+++ Extracted material

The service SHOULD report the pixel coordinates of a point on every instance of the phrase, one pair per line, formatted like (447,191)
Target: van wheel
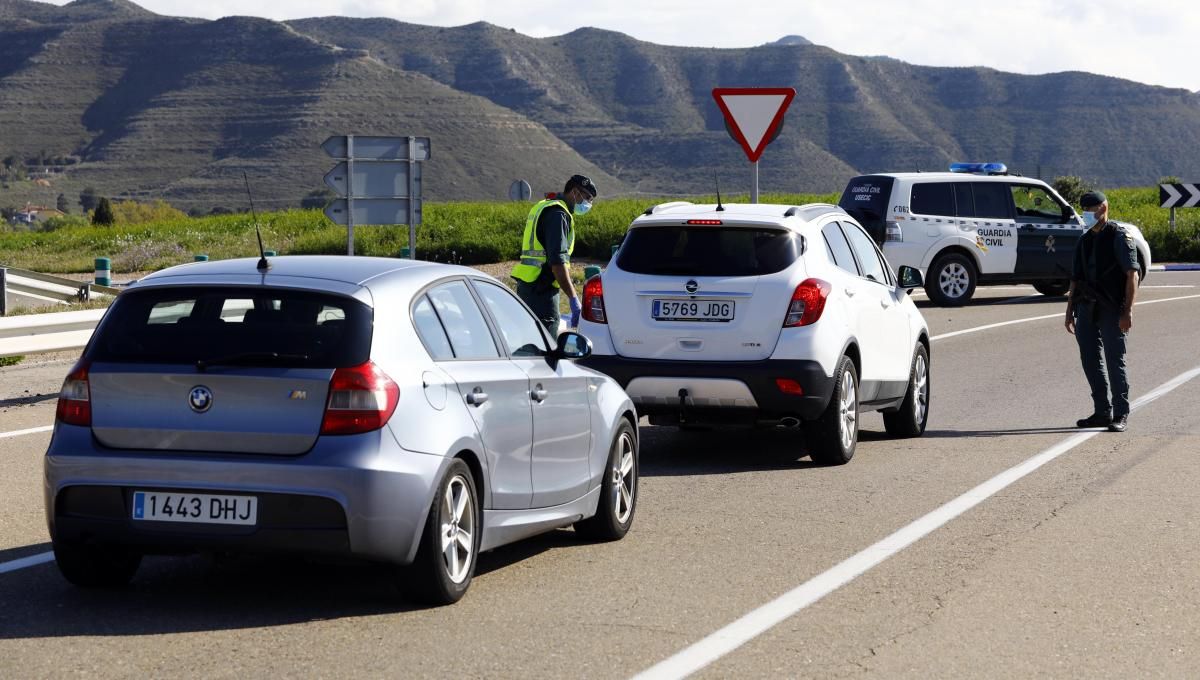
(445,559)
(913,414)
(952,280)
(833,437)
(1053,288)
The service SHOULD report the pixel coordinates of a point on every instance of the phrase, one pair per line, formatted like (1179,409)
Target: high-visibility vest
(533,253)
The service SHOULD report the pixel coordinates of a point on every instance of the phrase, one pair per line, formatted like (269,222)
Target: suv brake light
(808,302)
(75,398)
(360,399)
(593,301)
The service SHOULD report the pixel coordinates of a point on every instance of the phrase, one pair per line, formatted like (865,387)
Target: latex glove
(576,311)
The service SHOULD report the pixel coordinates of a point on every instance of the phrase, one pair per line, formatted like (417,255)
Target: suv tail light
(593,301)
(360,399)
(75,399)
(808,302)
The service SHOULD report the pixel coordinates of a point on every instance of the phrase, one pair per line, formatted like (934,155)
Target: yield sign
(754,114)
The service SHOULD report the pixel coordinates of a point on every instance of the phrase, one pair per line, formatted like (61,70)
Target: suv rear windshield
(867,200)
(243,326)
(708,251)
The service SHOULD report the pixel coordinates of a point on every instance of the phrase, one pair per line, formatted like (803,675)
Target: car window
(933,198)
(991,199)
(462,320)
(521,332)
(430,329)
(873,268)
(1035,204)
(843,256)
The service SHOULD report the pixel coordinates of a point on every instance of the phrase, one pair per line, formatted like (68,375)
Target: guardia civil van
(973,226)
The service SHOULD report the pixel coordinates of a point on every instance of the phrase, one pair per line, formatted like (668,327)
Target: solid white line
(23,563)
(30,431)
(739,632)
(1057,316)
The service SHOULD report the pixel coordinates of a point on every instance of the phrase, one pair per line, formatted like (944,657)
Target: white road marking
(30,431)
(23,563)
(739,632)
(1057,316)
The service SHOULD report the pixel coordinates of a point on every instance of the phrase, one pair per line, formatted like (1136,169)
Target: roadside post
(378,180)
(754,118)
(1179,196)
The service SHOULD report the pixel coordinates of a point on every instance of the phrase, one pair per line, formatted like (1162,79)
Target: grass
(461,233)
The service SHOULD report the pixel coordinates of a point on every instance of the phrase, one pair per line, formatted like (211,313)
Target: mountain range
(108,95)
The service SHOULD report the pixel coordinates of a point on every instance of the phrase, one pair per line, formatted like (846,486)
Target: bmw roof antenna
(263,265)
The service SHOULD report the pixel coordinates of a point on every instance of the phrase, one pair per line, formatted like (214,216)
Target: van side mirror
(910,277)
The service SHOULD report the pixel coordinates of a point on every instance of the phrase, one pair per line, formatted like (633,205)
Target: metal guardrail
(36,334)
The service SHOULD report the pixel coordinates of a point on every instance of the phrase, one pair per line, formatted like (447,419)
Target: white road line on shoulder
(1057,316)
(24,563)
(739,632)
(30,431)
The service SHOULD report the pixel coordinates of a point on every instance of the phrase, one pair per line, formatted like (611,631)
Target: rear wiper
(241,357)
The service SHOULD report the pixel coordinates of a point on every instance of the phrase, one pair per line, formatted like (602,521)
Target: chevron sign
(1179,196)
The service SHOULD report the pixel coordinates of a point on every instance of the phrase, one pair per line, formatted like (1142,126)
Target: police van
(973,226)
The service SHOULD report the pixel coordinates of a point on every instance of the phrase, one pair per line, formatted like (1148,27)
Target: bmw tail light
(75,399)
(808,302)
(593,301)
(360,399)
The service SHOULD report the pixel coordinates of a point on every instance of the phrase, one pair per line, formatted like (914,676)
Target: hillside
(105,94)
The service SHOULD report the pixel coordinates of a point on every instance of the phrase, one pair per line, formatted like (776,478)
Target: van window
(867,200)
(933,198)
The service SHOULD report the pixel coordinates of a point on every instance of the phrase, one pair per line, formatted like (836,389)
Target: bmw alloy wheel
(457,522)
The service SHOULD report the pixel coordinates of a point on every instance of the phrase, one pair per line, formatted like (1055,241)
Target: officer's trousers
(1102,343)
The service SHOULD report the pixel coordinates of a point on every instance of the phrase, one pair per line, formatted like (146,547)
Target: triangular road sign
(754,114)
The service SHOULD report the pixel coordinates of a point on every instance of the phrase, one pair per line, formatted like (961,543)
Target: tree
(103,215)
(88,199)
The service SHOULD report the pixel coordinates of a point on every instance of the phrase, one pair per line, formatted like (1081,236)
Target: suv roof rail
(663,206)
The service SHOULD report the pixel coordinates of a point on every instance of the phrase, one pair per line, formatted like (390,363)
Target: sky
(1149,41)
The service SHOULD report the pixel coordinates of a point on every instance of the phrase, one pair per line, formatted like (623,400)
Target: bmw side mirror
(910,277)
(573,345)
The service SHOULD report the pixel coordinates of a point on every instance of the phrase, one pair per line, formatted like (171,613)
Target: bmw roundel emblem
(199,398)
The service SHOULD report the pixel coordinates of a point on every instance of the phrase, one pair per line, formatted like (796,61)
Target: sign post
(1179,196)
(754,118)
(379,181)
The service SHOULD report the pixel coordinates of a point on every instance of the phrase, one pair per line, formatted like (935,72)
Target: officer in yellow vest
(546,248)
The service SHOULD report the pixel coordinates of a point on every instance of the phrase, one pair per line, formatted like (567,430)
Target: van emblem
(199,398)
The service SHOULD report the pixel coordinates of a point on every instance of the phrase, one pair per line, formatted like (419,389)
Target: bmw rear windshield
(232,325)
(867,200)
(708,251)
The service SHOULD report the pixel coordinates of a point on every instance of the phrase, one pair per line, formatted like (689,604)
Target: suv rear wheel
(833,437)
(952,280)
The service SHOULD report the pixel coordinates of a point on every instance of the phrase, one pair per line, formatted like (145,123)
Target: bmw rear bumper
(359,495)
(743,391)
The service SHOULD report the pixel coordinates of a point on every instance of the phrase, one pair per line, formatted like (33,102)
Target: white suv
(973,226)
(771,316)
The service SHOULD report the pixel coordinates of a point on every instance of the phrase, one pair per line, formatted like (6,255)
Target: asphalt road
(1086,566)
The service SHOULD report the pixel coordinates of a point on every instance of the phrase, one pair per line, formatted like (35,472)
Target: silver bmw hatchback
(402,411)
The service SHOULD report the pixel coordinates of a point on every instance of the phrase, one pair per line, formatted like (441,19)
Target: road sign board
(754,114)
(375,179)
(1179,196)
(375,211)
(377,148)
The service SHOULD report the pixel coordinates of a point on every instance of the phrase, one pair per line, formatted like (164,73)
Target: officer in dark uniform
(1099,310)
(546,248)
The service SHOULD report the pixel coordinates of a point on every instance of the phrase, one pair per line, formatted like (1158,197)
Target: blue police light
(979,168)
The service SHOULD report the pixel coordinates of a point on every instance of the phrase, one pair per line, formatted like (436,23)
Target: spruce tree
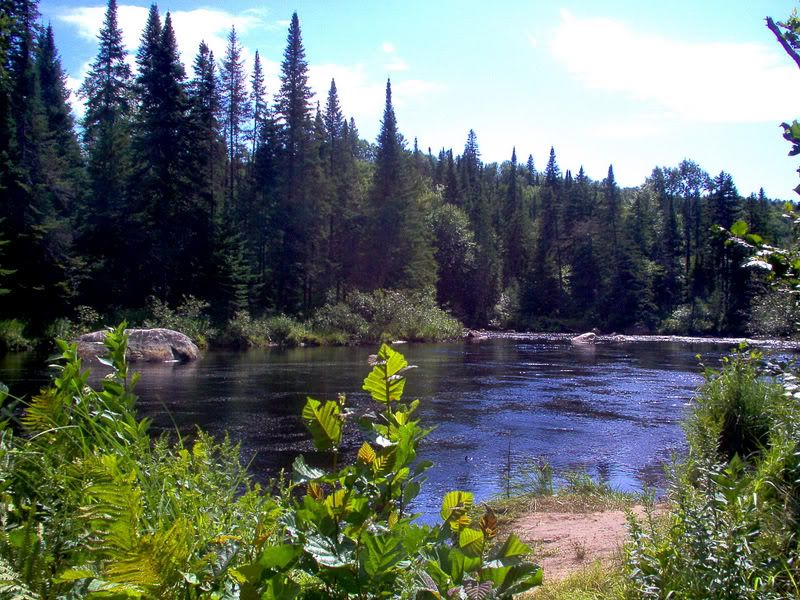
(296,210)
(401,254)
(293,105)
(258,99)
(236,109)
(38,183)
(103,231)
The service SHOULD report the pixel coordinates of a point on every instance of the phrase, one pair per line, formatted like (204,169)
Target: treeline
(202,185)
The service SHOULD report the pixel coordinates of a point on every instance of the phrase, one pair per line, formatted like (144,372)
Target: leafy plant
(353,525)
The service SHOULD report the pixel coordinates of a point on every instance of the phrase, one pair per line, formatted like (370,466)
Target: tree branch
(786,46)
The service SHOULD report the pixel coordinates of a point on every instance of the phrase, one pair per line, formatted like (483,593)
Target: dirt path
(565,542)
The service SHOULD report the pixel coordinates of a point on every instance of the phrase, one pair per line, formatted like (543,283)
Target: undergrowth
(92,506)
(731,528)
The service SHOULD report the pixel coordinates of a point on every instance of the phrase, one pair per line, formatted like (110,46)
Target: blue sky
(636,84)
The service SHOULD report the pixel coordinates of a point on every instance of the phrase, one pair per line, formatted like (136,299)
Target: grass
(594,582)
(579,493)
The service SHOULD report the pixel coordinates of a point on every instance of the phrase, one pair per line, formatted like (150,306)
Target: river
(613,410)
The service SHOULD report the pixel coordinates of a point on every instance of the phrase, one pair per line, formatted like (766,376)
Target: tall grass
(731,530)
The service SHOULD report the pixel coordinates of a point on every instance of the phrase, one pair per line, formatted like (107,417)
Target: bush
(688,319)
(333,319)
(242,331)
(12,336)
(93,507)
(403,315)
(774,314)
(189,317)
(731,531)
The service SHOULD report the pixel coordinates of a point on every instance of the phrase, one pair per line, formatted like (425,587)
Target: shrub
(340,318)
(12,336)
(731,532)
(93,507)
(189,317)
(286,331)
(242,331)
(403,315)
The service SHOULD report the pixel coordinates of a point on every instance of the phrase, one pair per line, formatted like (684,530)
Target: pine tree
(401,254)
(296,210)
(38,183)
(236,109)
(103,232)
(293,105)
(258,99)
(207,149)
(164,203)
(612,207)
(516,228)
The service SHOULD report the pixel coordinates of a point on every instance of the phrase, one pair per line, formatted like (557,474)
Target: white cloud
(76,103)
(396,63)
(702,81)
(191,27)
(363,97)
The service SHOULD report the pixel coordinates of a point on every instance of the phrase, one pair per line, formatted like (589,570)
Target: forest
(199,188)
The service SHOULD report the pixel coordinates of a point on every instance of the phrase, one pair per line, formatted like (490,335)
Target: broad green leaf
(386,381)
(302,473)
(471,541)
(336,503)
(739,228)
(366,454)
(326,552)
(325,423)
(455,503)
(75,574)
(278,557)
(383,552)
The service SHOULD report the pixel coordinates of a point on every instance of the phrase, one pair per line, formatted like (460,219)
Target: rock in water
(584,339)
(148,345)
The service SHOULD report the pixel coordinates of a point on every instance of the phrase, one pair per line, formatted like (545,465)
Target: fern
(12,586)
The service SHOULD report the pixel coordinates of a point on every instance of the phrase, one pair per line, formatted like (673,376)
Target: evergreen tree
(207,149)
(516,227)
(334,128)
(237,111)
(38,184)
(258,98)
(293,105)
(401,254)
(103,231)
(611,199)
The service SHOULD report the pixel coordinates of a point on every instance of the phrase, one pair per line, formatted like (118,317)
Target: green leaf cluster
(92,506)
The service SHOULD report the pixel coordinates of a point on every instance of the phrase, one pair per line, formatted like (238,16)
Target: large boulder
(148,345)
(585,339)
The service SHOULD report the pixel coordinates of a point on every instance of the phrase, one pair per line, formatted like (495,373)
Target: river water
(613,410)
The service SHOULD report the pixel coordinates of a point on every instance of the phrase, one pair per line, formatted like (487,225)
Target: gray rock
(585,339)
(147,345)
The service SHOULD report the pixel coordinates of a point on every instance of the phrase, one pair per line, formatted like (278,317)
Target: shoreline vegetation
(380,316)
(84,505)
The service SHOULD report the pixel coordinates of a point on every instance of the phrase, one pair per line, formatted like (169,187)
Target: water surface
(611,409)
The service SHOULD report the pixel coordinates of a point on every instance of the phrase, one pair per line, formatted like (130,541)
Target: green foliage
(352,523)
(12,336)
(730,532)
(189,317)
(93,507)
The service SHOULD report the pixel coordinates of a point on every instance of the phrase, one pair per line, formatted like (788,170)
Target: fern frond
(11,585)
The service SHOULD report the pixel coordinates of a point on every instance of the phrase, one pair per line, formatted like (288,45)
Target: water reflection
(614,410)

++++++

## [What the task asks]
Repeat exactly the lines from the one containing "Target: green foliage" to the end of the records.

## [Exercise output]
Target: green foliage
(352,523)
(12,336)
(730,532)
(189,317)
(93,507)
The service SHOULD report the pixel coordinates of a point on every instance of the phrase, one pair per line, formatted like (788,170)
Target: fern frond
(11,585)
The service SHOULD report the pixel coordinates of a point on every instance of the phrase, one pair per line, formatted like (288,45)
Target: water reflection
(614,410)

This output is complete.